_TO BE DONE_:
Copy down all of the data underneath, exactly as shown.

[Items from a dataset]
··········

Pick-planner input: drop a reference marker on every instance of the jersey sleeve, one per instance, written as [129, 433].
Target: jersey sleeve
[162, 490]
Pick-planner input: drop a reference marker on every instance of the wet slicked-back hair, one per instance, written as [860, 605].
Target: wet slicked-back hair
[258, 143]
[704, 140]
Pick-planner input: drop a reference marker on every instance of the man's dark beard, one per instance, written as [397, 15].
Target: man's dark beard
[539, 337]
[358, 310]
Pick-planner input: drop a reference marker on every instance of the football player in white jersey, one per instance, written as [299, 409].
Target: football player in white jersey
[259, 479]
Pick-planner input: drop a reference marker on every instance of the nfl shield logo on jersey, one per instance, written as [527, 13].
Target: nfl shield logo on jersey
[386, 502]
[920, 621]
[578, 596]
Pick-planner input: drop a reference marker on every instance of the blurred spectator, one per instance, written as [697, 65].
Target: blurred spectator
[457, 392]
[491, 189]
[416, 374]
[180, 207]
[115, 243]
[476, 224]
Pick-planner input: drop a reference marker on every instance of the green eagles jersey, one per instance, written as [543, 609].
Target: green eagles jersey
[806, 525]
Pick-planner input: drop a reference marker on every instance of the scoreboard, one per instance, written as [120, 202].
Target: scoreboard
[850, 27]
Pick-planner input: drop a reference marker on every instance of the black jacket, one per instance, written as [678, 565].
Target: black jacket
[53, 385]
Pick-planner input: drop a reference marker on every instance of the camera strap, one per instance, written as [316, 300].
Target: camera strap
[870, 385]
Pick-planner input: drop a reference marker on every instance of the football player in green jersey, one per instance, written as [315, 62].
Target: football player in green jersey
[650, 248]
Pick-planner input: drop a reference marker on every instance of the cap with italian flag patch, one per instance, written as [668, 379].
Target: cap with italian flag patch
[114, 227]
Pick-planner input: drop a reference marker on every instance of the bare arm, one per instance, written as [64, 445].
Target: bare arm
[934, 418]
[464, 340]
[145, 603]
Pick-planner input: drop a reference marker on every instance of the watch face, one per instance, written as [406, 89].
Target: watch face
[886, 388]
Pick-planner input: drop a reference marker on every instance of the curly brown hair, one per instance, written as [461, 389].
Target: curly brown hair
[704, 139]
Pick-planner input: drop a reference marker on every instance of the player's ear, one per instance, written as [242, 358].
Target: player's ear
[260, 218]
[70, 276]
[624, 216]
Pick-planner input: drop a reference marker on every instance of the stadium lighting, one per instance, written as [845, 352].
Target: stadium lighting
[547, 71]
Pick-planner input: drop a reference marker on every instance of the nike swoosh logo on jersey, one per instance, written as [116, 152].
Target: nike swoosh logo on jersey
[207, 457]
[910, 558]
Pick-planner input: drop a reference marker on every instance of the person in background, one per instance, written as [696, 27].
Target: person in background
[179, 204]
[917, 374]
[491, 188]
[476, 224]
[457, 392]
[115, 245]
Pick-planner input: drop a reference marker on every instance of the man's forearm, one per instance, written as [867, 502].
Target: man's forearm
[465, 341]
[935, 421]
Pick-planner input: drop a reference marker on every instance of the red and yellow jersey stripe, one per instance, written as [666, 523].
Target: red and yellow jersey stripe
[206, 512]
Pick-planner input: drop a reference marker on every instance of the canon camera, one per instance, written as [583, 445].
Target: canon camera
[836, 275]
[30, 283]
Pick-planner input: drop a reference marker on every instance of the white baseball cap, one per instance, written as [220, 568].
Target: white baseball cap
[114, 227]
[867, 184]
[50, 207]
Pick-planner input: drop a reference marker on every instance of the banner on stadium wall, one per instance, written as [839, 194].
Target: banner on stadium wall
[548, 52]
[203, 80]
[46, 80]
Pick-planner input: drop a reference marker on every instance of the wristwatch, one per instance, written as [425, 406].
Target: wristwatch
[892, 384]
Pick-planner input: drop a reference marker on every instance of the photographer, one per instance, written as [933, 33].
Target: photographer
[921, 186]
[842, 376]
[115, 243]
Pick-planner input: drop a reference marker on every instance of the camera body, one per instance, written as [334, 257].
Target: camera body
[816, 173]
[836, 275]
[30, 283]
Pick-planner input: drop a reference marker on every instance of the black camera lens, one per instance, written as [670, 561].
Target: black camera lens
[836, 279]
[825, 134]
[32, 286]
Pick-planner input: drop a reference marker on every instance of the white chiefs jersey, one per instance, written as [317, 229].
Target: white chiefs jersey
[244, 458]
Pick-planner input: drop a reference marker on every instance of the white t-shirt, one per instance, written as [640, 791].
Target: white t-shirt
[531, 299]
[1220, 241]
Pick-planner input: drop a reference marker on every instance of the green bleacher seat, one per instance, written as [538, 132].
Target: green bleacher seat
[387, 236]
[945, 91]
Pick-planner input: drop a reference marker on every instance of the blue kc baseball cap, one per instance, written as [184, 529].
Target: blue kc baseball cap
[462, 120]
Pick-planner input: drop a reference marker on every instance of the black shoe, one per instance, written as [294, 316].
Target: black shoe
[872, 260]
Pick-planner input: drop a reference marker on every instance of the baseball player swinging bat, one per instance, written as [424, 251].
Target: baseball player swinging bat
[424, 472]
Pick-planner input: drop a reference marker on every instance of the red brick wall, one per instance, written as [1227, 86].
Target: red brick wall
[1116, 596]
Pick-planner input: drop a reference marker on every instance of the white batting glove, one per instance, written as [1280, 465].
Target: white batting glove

··········

_EXERCISE RESPONSE_:
Pick-planner input: drop a reference marker on every instance of the jersey sleeve, one per instance, written as [129, 433].
Target: jersey sleeve
[162, 490]
Pick-planner input: drop a reference marker on every instance of the wet slicked-back hair, one per instance, written as [860, 605].
Target: wet slicked-back hair
[258, 143]
[704, 140]
Pick-planner input: drop a reference marker on every instance of the man's dark beard, one per instance, written as [397, 15].
Target: man's dark beard
[539, 337]
[358, 310]
Pick-planner input: drop a reference marker on every instance of the football player in white jersey, one per instance, written as [299, 409].
Target: football player in white jersey
[259, 479]
Pick-planner input: drop a reference marker on every instance of the nfl shield logo on jersey, one per instance, written as [527, 13].
Target: nfl shield logo on jersey
[386, 502]
[920, 621]
[578, 596]
Pick-planner input: drop a reference marker on every instance of the blurred spectator, one per instance, written as [697, 65].
Target: blurred spectator
[457, 392]
[491, 189]
[416, 374]
[180, 207]
[115, 243]
[476, 224]
Pick-planner input: drop a reference marker on every instance of the green eagles jersey, one per instance, written as [543, 609].
Target: green eagles jersey
[806, 525]
Pick-planner input: drop a reference marker on every instance of the scoreboard, one per instance, written as [120, 202].
Target: scoreboard
[850, 27]
Pick-planner input: drop a reference marker on every instance of the black jacket, one per instance, written as [678, 565].
Target: black jacket
[53, 385]
Pick-planner input: drop a reference marker on every instance of the camera strap, one per instance, written as [316, 300].
Target: camera strap
[870, 385]
Pick-planner input: drop a reference marker on every instance of the football player in green jersey, one per instance, written as [315, 62].
Target: football player in green jersey
[650, 248]
Pick-planner input: drop a reference marker on every instance of the cap with italian flag patch, one per instance, written as [668, 379].
Target: cap with italian flag patch
[114, 227]
Pick-planner input: drop a reference marker on every instance of the bare arm, one per instance, written as [64, 445].
Target: bare arm
[934, 418]
[464, 340]
[145, 603]
Pick-planner input: drop a reference marker on every instance of the watch face, one per instance, written as [406, 89].
Target: watch face
[886, 388]
Pick-planner input: drop a reference marker on every instance of the curly brown hair, one per instance, written as [461, 389].
Target: curly brown hair
[704, 139]
Pick-planner input: drop a reference marker on every instance of the player's ear, one per instance, written as [242, 358].
Target: player's ear
[260, 218]
[70, 276]
[624, 216]
Pick-planner input: drop a reference marker on every instance of the stadium lighting, one per instance, written as [845, 352].
Target: stadium lighting
[547, 71]
Pick-planner input: drop a reference marker on every instance of the nike swoosh logo on jersey, one per instance, written as [116, 152].
Target: nike swoosh logo on jersey
[207, 457]
[910, 558]
Pick-planner input: drop a reference marker on every instance of the person in background, one per instance, written as [696, 27].
Target: person in background
[179, 204]
[917, 374]
[491, 188]
[476, 224]
[457, 392]
[115, 245]
Pick-planner input: drop a reference marker on every instance of the man's forearm, one per instance, written as [867, 502].
Target: man's forearm
[465, 341]
[935, 421]
Pick-planner input: drop a reference marker on every instance of the red and yellow jersey stripe, one per instance, written as [666, 523].
Target: red and yellow jersey stripe
[206, 512]
Pick-planner input: drop a reference marker on every instance of the canon camera, one per instance, written as [583, 445].
Target: canon camera
[836, 275]
[30, 283]
Pick-planner input: drop a reference marker on every instance of the white baseball cap, one per instance, written as [220, 568].
Target: white baseball cap
[114, 227]
[867, 184]
[50, 207]
Pick-planner input: drop a reference marker on every instance of the banner on stadium wall, one per instance, written as [839, 194].
Target: banner on stadium wall
[548, 52]
[203, 80]
[46, 80]
Pick-planner input: drop a reference marker on every instance of the wristwatch, one per instance, written as [425, 406].
Target: wristwatch
[892, 384]
Pick-planner input: drop a reference marker on every instance of the photographer, one per instance, written as [933, 33].
Target: photographer
[921, 186]
[842, 376]
[115, 243]
Pick-planner input: drop a reference marker on every instance of the camera body, one per instance, written as [334, 257].
Target: camera body
[816, 173]
[836, 275]
[30, 283]
Pick-planner input: drop a reference marker on every instance of the black camera lens, one per instance, written as [670, 561].
Target: black camera lens
[836, 279]
[825, 134]
[32, 286]
Pick-planner input: drop a reference marker on every instance of the white chiefs jersey, one per instance, written as [317, 229].
Target: white chiefs jersey
[244, 458]
Pick-planner input: drop a reference marker on every instance of the white t-shirt, one per instance, written as [640, 791].
Target: white t-shirt
[531, 299]
[1220, 241]
Pick-planner input: drop a reference marker on every instance of the green bleacher seat, one per instance, written as [538, 132].
Target: green bleacher seat
[387, 236]
[945, 91]
Pick-planner input: drop a reference marker on every instance of the blue kc baseball cap, one per instance, written as [184, 529].
Target: blue kc baseball cap
[462, 120]
Pick-planner input: drop a reference marker on every instance of the black shoe, one per instance, written as [294, 316].
Target: black shoe
[872, 260]
Pick-planner input: drop a reference marker on every instance of the baseball player swinging bat, one per instance, written as [424, 251].
Target: baseball player swinging bat
[424, 472]
Pick-planner input: drop a reference marker on every instance of the red brick wall, one per instance, written as [1227, 86].
Target: red brick wall
[1116, 596]
Pick-planner input: drop a reference marker on every instance of the white batting glove, one per instance, written as [1280, 465].
Target: white batting glove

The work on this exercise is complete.